### Treść zadania
Wypisz wszystkie wiersze poniższego materiału, w których występuje ciąg „JSON”.

### Dane wejściowe
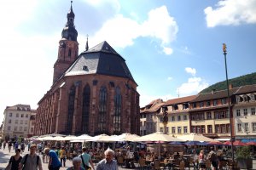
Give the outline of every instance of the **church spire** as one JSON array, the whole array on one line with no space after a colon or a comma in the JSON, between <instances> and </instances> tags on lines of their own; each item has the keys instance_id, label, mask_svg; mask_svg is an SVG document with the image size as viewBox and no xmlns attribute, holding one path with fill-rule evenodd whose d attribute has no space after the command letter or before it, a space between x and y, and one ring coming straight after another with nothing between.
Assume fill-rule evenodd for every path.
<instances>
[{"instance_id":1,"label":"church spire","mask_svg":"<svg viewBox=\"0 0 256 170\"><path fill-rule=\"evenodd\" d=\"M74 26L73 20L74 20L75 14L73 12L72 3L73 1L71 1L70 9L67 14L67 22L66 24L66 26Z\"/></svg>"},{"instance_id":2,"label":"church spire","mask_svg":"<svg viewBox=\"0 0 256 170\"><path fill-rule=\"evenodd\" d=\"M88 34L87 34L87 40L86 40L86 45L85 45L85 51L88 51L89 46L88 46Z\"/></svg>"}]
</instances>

* * *

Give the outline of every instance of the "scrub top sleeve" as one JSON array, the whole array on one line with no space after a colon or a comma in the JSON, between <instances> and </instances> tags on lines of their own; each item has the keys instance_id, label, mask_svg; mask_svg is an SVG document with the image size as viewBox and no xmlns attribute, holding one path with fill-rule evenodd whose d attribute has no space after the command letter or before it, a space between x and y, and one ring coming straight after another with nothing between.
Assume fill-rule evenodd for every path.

### Pełna odpowiedź
Give the outline of every instance of the **church spire** as one JSON array, the whole array on one line with no space after a colon or a comma in the JSON, between <instances> and </instances> tags on lines of their own; each item has the keys instance_id, label, mask_svg; mask_svg is an SVG document with the image size as viewBox and no xmlns attribute, holding one path with fill-rule evenodd whose d attribute has no space after the command letter or before it, a space between x and y, and one ring coming straight after another with nothing between.
Give the outline of every instance of the "scrub top sleeve" as one JSON array, the whole array on one line with no space after a colon or a comma in the JSON, between <instances> and </instances> tags on lines of their own; each item has the keys instance_id, label, mask_svg; mask_svg is an SVG document with the image size as viewBox and no xmlns attribute, holding one path with fill-rule evenodd whose d attribute has no space after the command letter or before it, a space between x and y, and one ring coming straight after another with nothing between.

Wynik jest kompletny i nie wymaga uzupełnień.